■ WHAT YOU WILL DO:
Print every record below exactly as written.
*** DATASET EXCERPTS Section Begins ***
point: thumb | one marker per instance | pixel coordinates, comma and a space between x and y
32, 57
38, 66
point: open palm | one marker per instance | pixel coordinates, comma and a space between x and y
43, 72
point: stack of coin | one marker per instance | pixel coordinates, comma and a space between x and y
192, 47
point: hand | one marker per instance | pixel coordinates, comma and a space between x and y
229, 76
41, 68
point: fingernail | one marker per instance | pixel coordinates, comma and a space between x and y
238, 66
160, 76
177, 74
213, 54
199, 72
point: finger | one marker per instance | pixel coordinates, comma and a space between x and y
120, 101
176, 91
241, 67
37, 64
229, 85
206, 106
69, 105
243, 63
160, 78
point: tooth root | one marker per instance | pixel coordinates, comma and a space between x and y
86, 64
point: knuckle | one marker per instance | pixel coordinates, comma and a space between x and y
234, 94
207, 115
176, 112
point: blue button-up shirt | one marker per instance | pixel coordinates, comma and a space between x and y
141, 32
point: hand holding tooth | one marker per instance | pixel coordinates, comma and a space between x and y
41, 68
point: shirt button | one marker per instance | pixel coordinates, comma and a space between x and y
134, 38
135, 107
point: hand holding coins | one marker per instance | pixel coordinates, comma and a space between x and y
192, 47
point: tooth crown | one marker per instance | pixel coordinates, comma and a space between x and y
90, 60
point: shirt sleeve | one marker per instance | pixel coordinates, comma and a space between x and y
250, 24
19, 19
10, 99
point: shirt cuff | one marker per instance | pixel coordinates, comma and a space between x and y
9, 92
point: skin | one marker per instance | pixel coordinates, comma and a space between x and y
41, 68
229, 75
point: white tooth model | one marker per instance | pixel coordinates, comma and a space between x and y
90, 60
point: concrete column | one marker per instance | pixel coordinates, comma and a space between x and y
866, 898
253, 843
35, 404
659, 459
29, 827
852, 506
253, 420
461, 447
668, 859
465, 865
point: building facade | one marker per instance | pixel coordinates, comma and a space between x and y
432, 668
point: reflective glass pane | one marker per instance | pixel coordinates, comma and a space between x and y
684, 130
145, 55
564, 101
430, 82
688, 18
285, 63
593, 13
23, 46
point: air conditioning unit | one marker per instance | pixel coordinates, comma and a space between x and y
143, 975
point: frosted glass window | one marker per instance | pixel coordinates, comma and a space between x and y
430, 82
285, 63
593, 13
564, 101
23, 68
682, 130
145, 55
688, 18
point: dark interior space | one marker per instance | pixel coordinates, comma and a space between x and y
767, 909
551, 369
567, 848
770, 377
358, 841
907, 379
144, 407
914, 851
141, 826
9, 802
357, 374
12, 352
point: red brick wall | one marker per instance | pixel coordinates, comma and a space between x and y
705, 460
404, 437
*** DATASET EXCERPTS Section Ends ***
■ ANSWER TO THIS PROBLEM:
point: thumb | one marker per instance | pixel coordinates, comma and a space between x and y
32, 57
38, 66
point: open palm | one marker per instance | pixel coordinates, comma and a space between x and y
43, 72
point: stack of coin | one marker per instance | pixel coordinates, comma and a space between x and y
192, 47
point: hand | one marker per instance | pixel coordinates, comma and a space between x and y
229, 76
41, 68
point: fingernail | one marker per instance | pixel coordinates, comma and a space between x and y
238, 66
160, 76
177, 74
213, 54
199, 72
point: finger | one marker per instance | pixel coordinates, comma and a space between x and y
120, 101
176, 91
241, 67
37, 64
229, 85
206, 106
69, 105
243, 63
160, 78
point: tooth root | one marker per instance | pixel coordinates, comma and a space between x and y
86, 64
point: knuckle | one marker per instance | pixel coordinates, comma and a space between x and y
234, 94
207, 115
176, 112
point: blue button-up shirt | one marker per instance | pixel coordinates, comma and a space between x and y
141, 32
point: hand holding tooth | one marker per instance | pixel coordinates, comma and a space between x and y
41, 68
point: shirt button | one marker per instance | pixel coordinates, comma and a space between x and y
134, 38
135, 107
point: hand holding coins | one marker per instance | pixel coordinates, comma and a space between x and y
192, 47
point: tooth crown | one marker per instance | pixel coordinates, comma and a space between x and y
90, 60
point: shirt sleeve | one marker per instance | pixel coordinates, comma and a space between x and y
250, 24
19, 19
10, 99
point: shirt cuff | one marker per instance | pixel coordinates, comma and a space between x and y
9, 92
point: skin | one marker per instance | pixel coordinates, comma and a space between x and y
41, 68
229, 75
point: white tooth model | one marker per instance | pixel coordinates, comma and a space between x and y
90, 60
point: concrete column | one marker per instance | pixel coordinates, comma and a space between x and y
866, 898
253, 843
35, 404
659, 459
29, 827
852, 506
253, 420
461, 447
668, 859
465, 865
point: building facade | one marker per instance | pixel coordinates, comma and a space between x and y
432, 668
point: reflective glass pane | one marker per instance | pixel coordinates, comma and a space between x and y
684, 130
145, 55
564, 101
430, 82
688, 18
285, 63
593, 13
23, 46
point: air conditioning unit | one marker per instance | pixel coordinates, comma and a space between x and y
143, 975
point: frosted glass window | one marker per instance | pixel coordinates, comma and a space between x and y
430, 82
285, 63
593, 13
564, 101
23, 68
682, 130
145, 55
688, 18
point: dark interior space | one marker per instance | pixel coordinates, comma and a space between x and y
767, 909
551, 369
567, 848
770, 377
358, 841
907, 379
144, 407
914, 851
141, 826
9, 802
357, 374
12, 352
point: red brick wall | one marker per instance | pixel coordinates, comma and a space between x and y
705, 460
404, 437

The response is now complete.